§ **Problem to work on**
Output the data that follows exactly, line for line.

───── Given records ─────

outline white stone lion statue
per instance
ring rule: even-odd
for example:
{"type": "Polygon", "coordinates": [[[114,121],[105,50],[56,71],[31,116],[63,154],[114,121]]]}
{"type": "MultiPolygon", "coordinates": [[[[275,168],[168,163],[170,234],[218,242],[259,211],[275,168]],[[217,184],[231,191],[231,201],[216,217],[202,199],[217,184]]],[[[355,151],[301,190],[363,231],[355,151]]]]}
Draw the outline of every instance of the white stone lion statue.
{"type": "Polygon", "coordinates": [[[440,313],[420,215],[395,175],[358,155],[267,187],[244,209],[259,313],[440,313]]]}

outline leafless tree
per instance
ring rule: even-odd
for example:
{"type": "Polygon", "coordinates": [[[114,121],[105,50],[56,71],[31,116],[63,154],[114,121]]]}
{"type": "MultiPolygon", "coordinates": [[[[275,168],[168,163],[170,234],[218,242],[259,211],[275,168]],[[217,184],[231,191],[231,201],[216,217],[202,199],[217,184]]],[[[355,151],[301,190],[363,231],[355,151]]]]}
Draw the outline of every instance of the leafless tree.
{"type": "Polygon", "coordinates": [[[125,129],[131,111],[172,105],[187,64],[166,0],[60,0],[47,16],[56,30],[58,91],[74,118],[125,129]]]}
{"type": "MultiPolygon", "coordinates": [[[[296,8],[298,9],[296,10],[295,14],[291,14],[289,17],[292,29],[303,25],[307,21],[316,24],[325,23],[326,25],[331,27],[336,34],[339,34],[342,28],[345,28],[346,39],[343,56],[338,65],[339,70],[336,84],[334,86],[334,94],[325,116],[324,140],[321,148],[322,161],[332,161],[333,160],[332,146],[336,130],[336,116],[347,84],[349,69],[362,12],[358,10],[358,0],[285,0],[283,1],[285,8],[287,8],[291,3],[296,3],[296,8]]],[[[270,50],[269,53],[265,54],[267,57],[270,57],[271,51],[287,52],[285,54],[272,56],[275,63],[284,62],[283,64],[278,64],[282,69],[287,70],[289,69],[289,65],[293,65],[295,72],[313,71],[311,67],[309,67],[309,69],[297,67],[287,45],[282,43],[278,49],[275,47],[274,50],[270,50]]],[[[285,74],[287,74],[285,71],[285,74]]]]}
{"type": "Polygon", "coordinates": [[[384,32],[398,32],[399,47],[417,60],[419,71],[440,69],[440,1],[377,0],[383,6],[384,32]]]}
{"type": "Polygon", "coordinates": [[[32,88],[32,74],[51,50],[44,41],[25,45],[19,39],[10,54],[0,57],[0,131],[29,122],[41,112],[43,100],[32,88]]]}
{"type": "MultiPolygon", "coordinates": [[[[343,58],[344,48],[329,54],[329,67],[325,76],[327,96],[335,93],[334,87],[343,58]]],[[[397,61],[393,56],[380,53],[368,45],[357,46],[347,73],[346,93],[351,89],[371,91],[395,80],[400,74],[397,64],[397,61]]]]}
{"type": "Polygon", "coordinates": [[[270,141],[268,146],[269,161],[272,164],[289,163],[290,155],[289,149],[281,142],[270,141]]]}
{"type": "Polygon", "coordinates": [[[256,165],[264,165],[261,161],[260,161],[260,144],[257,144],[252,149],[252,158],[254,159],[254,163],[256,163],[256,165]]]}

─────

§ **Answer for this exercise**
outline white stone lion statue
per instance
ring rule: even-odd
for example:
{"type": "Polygon", "coordinates": [[[114,121],[105,50],[56,71],[31,116],[63,154],[114,121]]]}
{"type": "MultiPolygon", "coordinates": [[[[275,168],[168,163],[170,234],[218,242],[259,211],[275,168]],[[217,184],[231,191],[231,201],[216,217],[202,199],[217,184]]],[[[355,151],[301,190],[363,231],[355,151]]]]}
Draw the outline of every instance of the white stone lion statue.
{"type": "Polygon", "coordinates": [[[440,313],[420,215],[395,175],[358,155],[267,187],[244,209],[259,313],[440,313]]]}

outline leafless tree
per instance
ring rule: even-odd
for example:
{"type": "Polygon", "coordinates": [[[114,121],[105,50],[56,71],[31,116],[63,154],[114,121]]]}
{"type": "MultiPolygon", "coordinates": [[[[275,168],[168,163],[170,234],[218,242],[259,211],[275,168]],[[217,184],[231,191],[231,201],[216,217],[202,199],[217,184]]],[[[355,151],[301,190],[363,231],[355,151]]]]}
Draw the outline of every instance of the leafless tree.
{"type": "Polygon", "coordinates": [[[125,129],[131,111],[172,105],[187,64],[166,0],[60,0],[47,16],[56,30],[58,91],[74,118],[125,129]]]}
{"type": "MultiPolygon", "coordinates": [[[[296,8],[298,9],[296,10],[295,14],[291,14],[289,17],[292,29],[303,25],[307,21],[316,24],[325,23],[326,25],[331,27],[336,34],[339,34],[342,28],[345,28],[346,39],[343,56],[338,65],[339,70],[336,84],[334,86],[334,94],[325,116],[324,140],[321,148],[322,161],[332,161],[333,160],[332,146],[336,130],[336,116],[347,84],[349,69],[362,12],[358,10],[358,0],[285,0],[283,1],[285,8],[287,8],[291,3],[296,3],[296,8]]],[[[270,50],[269,53],[265,54],[267,57],[270,57],[271,51],[287,52],[285,54],[272,56],[275,63],[284,62],[283,64],[278,64],[282,69],[287,70],[289,69],[289,65],[293,65],[295,72],[313,71],[311,67],[309,67],[309,69],[297,67],[287,45],[282,43],[278,49],[275,47],[274,50],[270,50]]],[[[285,74],[287,74],[285,71],[285,74]]]]}
{"type": "Polygon", "coordinates": [[[384,32],[398,32],[399,47],[417,60],[419,71],[440,69],[440,1],[377,0],[383,6],[384,32]]]}
{"type": "Polygon", "coordinates": [[[32,88],[32,74],[51,50],[44,41],[25,45],[19,39],[10,54],[0,57],[0,131],[29,122],[41,112],[43,100],[32,88]]]}
{"type": "MultiPolygon", "coordinates": [[[[343,58],[344,48],[329,54],[329,67],[325,76],[327,96],[335,93],[334,87],[343,58]]],[[[397,61],[393,56],[380,53],[368,45],[357,46],[347,73],[346,93],[351,89],[371,91],[395,80],[400,74],[397,64],[397,61]]]]}
{"type": "Polygon", "coordinates": [[[270,141],[268,146],[269,161],[272,164],[289,163],[290,155],[289,149],[281,142],[270,141]]]}
{"type": "Polygon", "coordinates": [[[256,165],[264,165],[261,161],[260,161],[260,144],[257,144],[252,149],[252,158],[254,159],[254,163],[256,163],[256,165]]]}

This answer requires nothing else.